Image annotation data
· · · · ·

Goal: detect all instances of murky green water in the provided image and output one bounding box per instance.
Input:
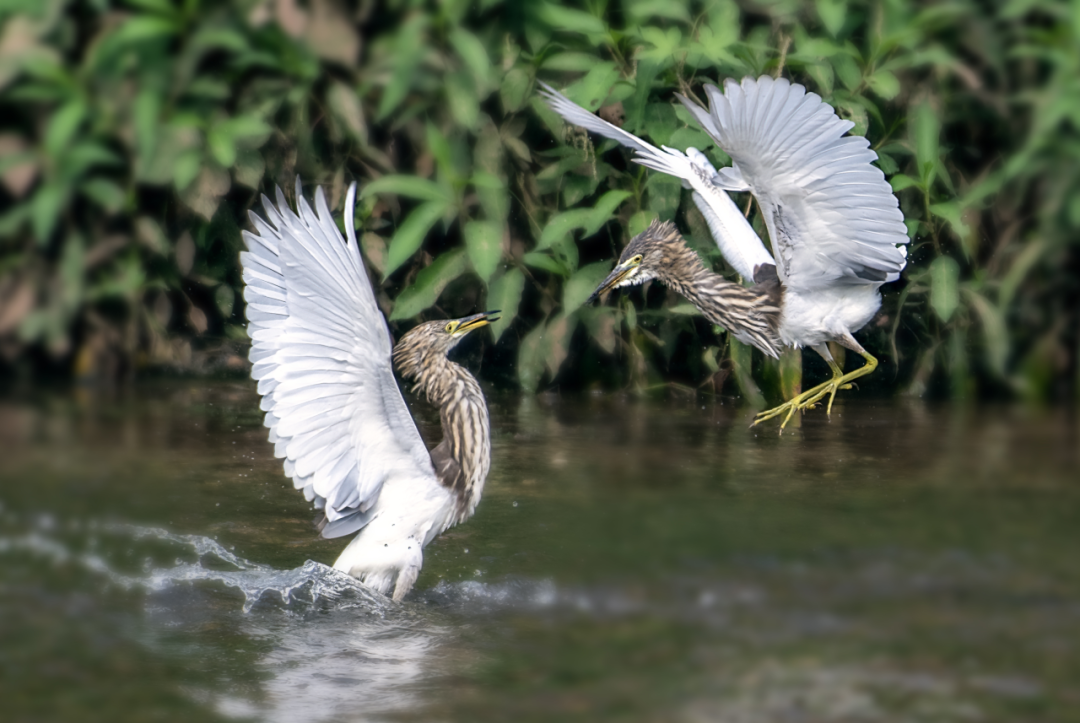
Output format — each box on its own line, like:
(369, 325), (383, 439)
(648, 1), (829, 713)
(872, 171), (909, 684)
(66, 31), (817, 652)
(0, 381), (1080, 723)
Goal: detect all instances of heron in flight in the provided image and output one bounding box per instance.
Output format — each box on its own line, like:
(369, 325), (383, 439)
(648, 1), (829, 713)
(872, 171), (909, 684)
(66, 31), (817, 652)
(240, 178), (498, 600)
(541, 76), (908, 430)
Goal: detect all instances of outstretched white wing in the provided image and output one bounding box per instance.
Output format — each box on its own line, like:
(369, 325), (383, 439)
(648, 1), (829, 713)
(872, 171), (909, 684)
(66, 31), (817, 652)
(240, 179), (434, 537)
(679, 76), (908, 289)
(540, 83), (775, 281)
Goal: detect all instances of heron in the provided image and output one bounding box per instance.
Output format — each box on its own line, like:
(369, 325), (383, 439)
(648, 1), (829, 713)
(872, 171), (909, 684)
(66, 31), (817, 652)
(541, 76), (908, 431)
(240, 178), (499, 601)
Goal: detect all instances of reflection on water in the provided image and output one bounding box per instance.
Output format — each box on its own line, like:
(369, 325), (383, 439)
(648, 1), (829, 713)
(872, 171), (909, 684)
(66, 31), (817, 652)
(0, 383), (1080, 722)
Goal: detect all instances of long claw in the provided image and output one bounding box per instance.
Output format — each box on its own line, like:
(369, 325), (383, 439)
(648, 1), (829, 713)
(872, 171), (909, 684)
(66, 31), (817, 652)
(751, 353), (877, 427)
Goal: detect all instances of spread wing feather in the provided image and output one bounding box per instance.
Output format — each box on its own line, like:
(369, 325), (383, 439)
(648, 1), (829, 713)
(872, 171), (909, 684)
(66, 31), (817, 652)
(679, 76), (908, 289)
(540, 83), (775, 281)
(240, 175), (434, 537)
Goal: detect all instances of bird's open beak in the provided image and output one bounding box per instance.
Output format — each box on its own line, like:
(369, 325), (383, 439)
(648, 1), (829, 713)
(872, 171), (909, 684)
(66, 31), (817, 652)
(456, 310), (501, 334)
(585, 260), (642, 304)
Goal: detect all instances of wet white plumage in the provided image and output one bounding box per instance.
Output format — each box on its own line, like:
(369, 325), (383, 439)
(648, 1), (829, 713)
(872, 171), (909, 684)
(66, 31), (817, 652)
(543, 76), (908, 417)
(241, 180), (457, 599)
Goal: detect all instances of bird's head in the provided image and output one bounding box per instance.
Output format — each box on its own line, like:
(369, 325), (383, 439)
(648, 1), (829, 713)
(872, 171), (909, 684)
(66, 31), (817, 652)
(586, 220), (692, 303)
(393, 311), (499, 379)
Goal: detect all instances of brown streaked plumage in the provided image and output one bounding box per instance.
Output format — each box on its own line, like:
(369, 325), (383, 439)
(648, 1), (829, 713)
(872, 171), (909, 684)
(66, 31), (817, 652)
(591, 222), (783, 357)
(393, 311), (498, 523)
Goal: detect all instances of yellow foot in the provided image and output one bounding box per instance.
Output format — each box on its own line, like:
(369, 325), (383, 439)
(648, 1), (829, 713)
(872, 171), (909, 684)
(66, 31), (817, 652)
(751, 347), (877, 434)
(751, 377), (851, 433)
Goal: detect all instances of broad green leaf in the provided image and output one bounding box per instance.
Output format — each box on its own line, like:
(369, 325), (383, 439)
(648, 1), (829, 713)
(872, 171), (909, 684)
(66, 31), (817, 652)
(728, 334), (765, 407)
(30, 183), (68, 245)
(390, 249), (469, 321)
(829, 53), (863, 92)
(326, 81), (367, 146)
(638, 27), (685, 68)
(109, 15), (179, 45)
(930, 201), (974, 258)
(564, 61), (619, 110)
(59, 142), (123, 180)
(814, 0), (848, 38)
(472, 171), (510, 224)
(930, 256), (960, 322)
(0, 203), (32, 237)
(464, 220), (502, 283)
(626, 0), (690, 23)
(443, 70), (480, 131)
(536, 3), (607, 36)
(206, 125), (237, 169)
(360, 175), (451, 203)
(866, 70), (900, 101)
(214, 283), (237, 319)
(386, 200), (447, 276)
(79, 178), (127, 213)
(645, 103), (679, 146)
(646, 173), (683, 220)
(132, 89), (161, 163)
(583, 191), (630, 238)
(536, 208), (596, 251)
(125, 0), (176, 15)
(964, 289), (1009, 377)
(540, 313), (578, 379)
(910, 102), (941, 178)
(233, 148), (267, 188)
(517, 322), (548, 394)
(563, 262), (611, 316)
(626, 211), (657, 236)
(449, 26), (491, 92)
(173, 150), (202, 191)
(889, 173), (919, 191)
(540, 53), (596, 72)
(522, 251), (568, 277)
(377, 13), (430, 121)
(192, 27), (251, 53)
(499, 68), (532, 113)
(998, 234), (1048, 311)
(777, 348), (802, 399)
(487, 269), (525, 342)
(44, 99), (86, 156)
(690, 24), (739, 65)
(217, 116), (273, 148)
(576, 306), (619, 354)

· · · · ·

Objective. Every line is to be duplicated exactly, though pictures stay out.

Exercise result.
Goal: detect all instances of murky green water in the provided image and output one bounding box per instance.
Input:
Output format — each box on its own line, like:
(369, 325), (383, 439)
(648, 1), (829, 713)
(872, 171), (909, 684)
(66, 31), (817, 652)
(0, 381), (1080, 723)
Goal: detect all instances of heron in flight in the provided image and output one bounding box per instance.
Output format — each box on its own line, like:
(369, 325), (383, 439)
(648, 1), (829, 713)
(872, 171), (909, 684)
(66, 31), (817, 652)
(240, 178), (498, 600)
(541, 76), (908, 430)
Goal: detect all instances of outstretched white wing in the provided image and output one bounding box per instance.
Output format — each box on its own line, like:
(369, 325), (383, 439)
(648, 1), (829, 713)
(872, 171), (909, 684)
(66, 31), (817, 652)
(240, 179), (434, 537)
(679, 76), (908, 289)
(540, 83), (775, 281)
Goal: detect all instances of heron in the provided image and output one bounding box per instance.
Output format — each box on its own line, like:
(369, 325), (383, 439)
(648, 1), (829, 713)
(872, 171), (909, 684)
(66, 31), (817, 652)
(541, 76), (908, 431)
(240, 178), (499, 601)
Goal: detect all instances of reflection on water in the provided image and output one bounding box per instance.
Output format — each box on its own line, like:
(369, 325), (383, 439)
(648, 1), (829, 713)
(872, 171), (909, 684)
(66, 31), (817, 652)
(0, 383), (1080, 722)
Goal: detect all instances of long claw in the provided image and output one bounding box per instance.
Output format — each box on its own line, like:
(369, 325), (383, 439)
(648, 1), (829, 713)
(872, 171), (909, 684)
(66, 31), (817, 652)
(751, 353), (877, 427)
Goal: detect all instances of spread wing feather in the provided image and output one bounding box per instance.
Output format — each box on its own line, like:
(369, 325), (383, 439)
(648, 1), (829, 713)
(872, 171), (909, 684)
(66, 31), (817, 652)
(679, 76), (908, 289)
(540, 83), (775, 281)
(240, 175), (434, 537)
Goal: detect all instances of bird's open beak in the provided image and output one bounding box per instance.
Output format — each box on its own line, like:
(369, 325), (383, 439)
(648, 1), (829, 713)
(872, 171), (909, 684)
(66, 31), (817, 652)
(456, 310), (501, 334)
(585, 260), (642, 304)
Goal: detect all instances of wet white plumage in the provided image and output one bounding box per instance.
Output format — each box on its own line, like:
(369, 325), (383, 439)
(648, 1), (829, 713)
(872, 171), (909, 684)
(66, 31), (817, 652)
(543, 76), (908, 417)
(241, 180), (457, 599)
Goal: detect all instances of bird's head in the provided image and output one bounding box per instance.
Output format — each box on its own line, like:
(369, 325), (383, 439)
(648, 1), (829, 713)
(872, 171), (909, 684)
(66, 31), (817, 652)
(586, 220), (692, 303)
(393, 311), (499, 379)
Goal: detect all instances of brown streaked plumage in the provided image and output one bounding box per instance.
Output format — each box on its own line, like:
(369, 325), (383, 439)
(648, 1), (829, 713)
(872, 171), (909, 684)
(66, 31), (817, 652)
(591, 222), (783, 357)
(393, 311), (498, 523)
Goal: detect all instances of yellow foot in the provided image and output one bounding box per instance.
Output format — each box on its own line, like:
(369, 325), (383, 439)
(648, 1), (829, 713)
(872, 171), (909, 684)
(66, 31), (817, 652)
(751, 347), (877, 434)
(751, 377), (851, 433)
Goal: detect all instances of broad green leaf in the provided image and output one bounding box per instance.
Output format — each box on its own line, like:
(369, 325), (383, 439)
(648, 1), (829, 713)
(872, 171), (909, 684)
(66, 31), (817, 652)
(728, 334), (765, 407)
(30, 183), (68, 245)
(390, 249), (469, 321)
(829, 53), (863, 92)
(326, 81), (367, 146)
(638, 27), (685, 68)
(109, 15), (179, 45)
(930, 201), (974, 258)
(564, 61), (619, 110)
(59, 142), (123, 180)
(814, 0), (848, 38)
(472, 171), (510, 224)
(930, 256), (960, 322)
(0, 203), (32, 237)
(464, 220), (502, 283)
(626, 0), (690, 23)
(443, 70), (480, 131)
(536, 3), (607, 36)
(206, 125), (237, 169)
(360, 175), (451, 203)
(866, 70), (900, 101)
(214, 283), (237, 319)
(386, 200), (447, 276)
(79, 178), (127, 213)
(645, 103), (679, 146)
(646, 173), (683, 220)
(132, 89), (161, 163)
(583, 191), (630, 238)
(536, 208), (596, 251)
(125, 0), (176, 15)
(964, 289), (1009, 377)
(540, 313), (578, 379)
(910, 102), (941, 178)
(233, 148), (267, 188)
(517, 322), (548, 394)
(563, 262), (611, 316)
(626, 211), (657, 236)
(449, 26), (491, 92)
(173, 150), (202, 191)
(889, 173), (919, 191)
(540, 53), (596, 72)
(522, 251), (568, 277)
(377, 13), (430, 121)
(192, 27), (251, 53)
(499, 68), (532, 113)
(998, 234), (1048, 311)
(777, 348), (802, 399)
(487, 269), (525, 342)
(44, 99), (86, 156)
(690, 24), (739, 65)
(217, 116), (273, 148)
(576, 306), (619, 354)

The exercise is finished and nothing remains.